What the task requires — Pick up the news report on the Westchester district attorney's decision not to prosecute two students over their Web site, and keep writing it from its final sentence onward.

Document extract —

>>>

SCN: Speech

Steve steve at advocate.net
Thu Jun 14 22:45:48 PDT 2001


x-no-archive: yes

===========================


(Carl S. Kaplan, NY Times)---First Amendment victories come in 
many forms. Sometimes they're easy to spot -- like when a judge's 
strikes down a law because it violates the freedom of expression. 
Less obvious, but perhaps just as important, are little acts of 
prosecutors -- such as the decision earlier this week by Westchester 
County district attorney, Jeanine F. Pirro, to forego prosecuting two 
high school students who were arrested for their involvement in the 
creation of a Web site that contained names, telephone numbers 
and alleged sexual exploits of dozens of their female classmates.  

Civil liberties experts are applauding the district attorney's 
capitulation. "I was kind of skeptical about the viability of this 
criminal prosecution and it appears that the D.A. agrees," said Chris 
Hansen, a lawyer with the American Civil Liberties Union who 
specializes in Internet cases.  

Ms. Pirro's office issued a release on Wednesday stating that after 
a review of the information supplied by the police, she had 
determined that "there is not sufficient evidence to support a 
criminal prosecution." A spokeswoman for the district attorney said 
in a telephone interview that while "we found the material on the site 
offensive and reprehensible," there was nothing in it to bring it up to 
the level of a crime.  

"Unfortunately, the two kids got arrested, which is kind of sad," the 
ACLU's Hansen said. Their "crime" was nothing more than 
publishing speech on the Internet, albeit unsavory speech, for which 
they should be embarrassed, he added. Law enforcement initially 
"overreacted," as they sometimes do when expression on the new 
medium of the Internet is involved, said Hansen.  

The two male students, both 18-year-old seniors at Horace Greeley 
High School in Chappaqua, were arrested on May 30 by New Castle 
police officers and charged with one count of aggravated 
harassment in the second degree, a misdemeanor that carries with 
it a maximum penalty of up to one year in jail and a $1,000 fine.  

Although police officials, as is their policy, declined to reveal the 
names of the youths, their Web site had become notorious in the 
school. The site, which has been shut down, not only commented on 
the alleged sexual preferences or activities of more than 30 girls, 
but also included comments on their looks, eating habits and their 
parents' marital problems, according to the news accounts.

<<<

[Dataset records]
>>>

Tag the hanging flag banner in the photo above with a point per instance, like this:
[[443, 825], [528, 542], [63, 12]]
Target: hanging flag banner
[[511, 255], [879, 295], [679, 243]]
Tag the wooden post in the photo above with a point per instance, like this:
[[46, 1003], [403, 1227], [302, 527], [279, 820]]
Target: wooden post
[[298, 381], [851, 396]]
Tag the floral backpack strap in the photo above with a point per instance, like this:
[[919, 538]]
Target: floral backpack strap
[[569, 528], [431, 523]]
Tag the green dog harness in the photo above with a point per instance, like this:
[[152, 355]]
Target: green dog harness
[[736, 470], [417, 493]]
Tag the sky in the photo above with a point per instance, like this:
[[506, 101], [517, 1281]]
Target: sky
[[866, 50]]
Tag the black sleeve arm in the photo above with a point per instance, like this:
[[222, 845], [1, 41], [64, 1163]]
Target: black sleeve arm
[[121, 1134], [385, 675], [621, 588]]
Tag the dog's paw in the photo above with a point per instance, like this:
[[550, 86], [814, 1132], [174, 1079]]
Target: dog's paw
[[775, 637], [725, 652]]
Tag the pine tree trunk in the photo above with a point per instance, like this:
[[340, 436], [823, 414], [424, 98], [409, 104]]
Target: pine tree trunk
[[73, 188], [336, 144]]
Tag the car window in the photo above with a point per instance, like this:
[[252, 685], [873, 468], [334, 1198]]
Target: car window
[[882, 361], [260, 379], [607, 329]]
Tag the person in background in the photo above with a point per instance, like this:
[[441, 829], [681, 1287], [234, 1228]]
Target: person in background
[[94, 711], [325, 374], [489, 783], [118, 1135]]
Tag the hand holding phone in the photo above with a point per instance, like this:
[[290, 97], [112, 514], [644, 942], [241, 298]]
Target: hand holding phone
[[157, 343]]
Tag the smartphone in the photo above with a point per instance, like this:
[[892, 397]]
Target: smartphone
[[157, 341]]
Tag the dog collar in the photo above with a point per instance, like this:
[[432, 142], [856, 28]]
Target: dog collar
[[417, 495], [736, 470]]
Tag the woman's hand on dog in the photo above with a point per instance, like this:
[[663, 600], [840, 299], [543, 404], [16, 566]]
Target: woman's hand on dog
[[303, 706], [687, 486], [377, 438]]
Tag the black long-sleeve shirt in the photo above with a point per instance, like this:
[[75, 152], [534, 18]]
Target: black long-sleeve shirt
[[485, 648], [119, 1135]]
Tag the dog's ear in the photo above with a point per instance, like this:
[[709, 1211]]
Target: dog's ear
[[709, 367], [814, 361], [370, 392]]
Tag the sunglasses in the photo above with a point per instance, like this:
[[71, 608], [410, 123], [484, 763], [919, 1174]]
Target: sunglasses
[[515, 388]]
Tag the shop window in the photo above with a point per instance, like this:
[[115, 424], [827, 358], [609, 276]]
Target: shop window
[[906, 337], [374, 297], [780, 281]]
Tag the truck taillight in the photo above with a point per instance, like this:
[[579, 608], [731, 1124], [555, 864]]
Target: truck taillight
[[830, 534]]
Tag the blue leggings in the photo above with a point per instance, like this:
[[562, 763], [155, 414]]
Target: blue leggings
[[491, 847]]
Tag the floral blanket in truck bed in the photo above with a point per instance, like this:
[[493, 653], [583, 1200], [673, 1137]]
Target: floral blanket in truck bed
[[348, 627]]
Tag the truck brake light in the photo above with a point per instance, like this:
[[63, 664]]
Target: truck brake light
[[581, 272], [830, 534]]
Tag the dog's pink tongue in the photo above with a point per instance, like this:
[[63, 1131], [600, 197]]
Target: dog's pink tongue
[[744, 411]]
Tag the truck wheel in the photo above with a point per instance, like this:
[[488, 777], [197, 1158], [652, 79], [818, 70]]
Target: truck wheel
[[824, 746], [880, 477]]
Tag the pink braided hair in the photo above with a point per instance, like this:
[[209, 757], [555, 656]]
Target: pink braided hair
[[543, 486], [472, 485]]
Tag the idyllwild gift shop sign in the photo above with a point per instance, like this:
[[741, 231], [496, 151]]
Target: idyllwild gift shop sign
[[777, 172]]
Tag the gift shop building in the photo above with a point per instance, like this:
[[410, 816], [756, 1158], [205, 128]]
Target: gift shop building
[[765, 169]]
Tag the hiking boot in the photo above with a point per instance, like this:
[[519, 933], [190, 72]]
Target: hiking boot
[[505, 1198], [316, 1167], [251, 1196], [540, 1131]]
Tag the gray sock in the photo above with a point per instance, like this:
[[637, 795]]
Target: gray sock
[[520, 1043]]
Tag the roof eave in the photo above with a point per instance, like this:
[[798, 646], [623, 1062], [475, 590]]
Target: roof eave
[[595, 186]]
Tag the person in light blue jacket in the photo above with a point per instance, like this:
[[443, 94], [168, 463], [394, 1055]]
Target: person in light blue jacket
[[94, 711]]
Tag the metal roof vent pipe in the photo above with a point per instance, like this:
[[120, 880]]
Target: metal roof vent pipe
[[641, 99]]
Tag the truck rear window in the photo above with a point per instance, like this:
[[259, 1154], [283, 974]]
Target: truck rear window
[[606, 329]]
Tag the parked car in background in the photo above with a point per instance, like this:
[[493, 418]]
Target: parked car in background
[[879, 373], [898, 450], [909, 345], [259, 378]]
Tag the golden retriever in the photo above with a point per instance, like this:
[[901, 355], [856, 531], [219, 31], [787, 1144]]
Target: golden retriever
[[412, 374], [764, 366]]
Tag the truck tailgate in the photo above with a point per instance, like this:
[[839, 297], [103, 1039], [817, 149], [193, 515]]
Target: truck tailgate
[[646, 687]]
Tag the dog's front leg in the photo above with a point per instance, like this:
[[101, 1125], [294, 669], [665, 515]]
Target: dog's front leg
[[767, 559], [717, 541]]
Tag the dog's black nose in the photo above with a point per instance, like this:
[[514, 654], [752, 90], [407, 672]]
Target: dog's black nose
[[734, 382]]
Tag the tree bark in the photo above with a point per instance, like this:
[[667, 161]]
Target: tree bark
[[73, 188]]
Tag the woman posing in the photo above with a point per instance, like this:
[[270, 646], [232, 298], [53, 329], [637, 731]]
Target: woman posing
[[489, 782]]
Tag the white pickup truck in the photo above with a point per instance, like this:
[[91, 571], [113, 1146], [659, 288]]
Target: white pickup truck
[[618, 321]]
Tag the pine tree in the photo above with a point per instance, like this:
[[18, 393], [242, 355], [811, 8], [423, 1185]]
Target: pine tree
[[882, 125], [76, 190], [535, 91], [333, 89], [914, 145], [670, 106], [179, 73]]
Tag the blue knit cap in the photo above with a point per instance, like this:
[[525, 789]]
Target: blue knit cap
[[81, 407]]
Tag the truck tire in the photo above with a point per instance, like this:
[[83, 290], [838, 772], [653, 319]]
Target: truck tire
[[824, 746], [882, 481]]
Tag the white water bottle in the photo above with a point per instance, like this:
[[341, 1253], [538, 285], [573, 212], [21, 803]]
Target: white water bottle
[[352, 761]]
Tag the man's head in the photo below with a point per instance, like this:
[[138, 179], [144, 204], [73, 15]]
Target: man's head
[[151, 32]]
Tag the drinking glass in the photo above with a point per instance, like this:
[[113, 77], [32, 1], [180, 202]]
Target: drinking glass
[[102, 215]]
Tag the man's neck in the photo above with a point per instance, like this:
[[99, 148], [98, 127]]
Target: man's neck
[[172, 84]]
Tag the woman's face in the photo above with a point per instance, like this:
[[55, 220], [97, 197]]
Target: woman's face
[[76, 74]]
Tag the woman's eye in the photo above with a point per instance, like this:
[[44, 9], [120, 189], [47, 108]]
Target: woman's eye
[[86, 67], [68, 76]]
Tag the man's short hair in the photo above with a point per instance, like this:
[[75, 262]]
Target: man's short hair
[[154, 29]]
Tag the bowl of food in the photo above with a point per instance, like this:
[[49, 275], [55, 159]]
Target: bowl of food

<<<

Expected output —
Under the New York State penal law, a person is guilty of 
aggravated harassment in the second degree, when, with intent to 
"harass, annoy, threaten or alarm another person," he or she 
"[c]ommunicates, or causes a communication to be initiated by 
mechanical or electronic means 
 in a manner likely to cause 
annoyance or alarm."  

In simple English, according to Hansen, aggravated harassment 
laws in New York and other states are designed to punish certain 
annoying or harassing behaviors, not speech, and thus are poorly 
suited as weapons against Web sites.  

A typical case of aggravated harassment is made out when a bill 
collector calls a debtor 100 times in a short span of time, according 
to several important legal opinions in the history of the New York 
harassment statute. A key element of the law, according to the 
courts, is that the annoying or harassing communication must be 
transmitted directly to an unwilling listener, thus violating her peace 
and privacy.  

For that reason, in a 1985 case, the Appellate Division of the 
Supreme Court held that the distribution of a custom-made magazine 
accusing a lawyer of homosexuality and dishonest dealing could not 
be an instance of aggravated harassment, because there was no 
direct communication to the victim but merely "the distribution of 
literature, offensive though it may be."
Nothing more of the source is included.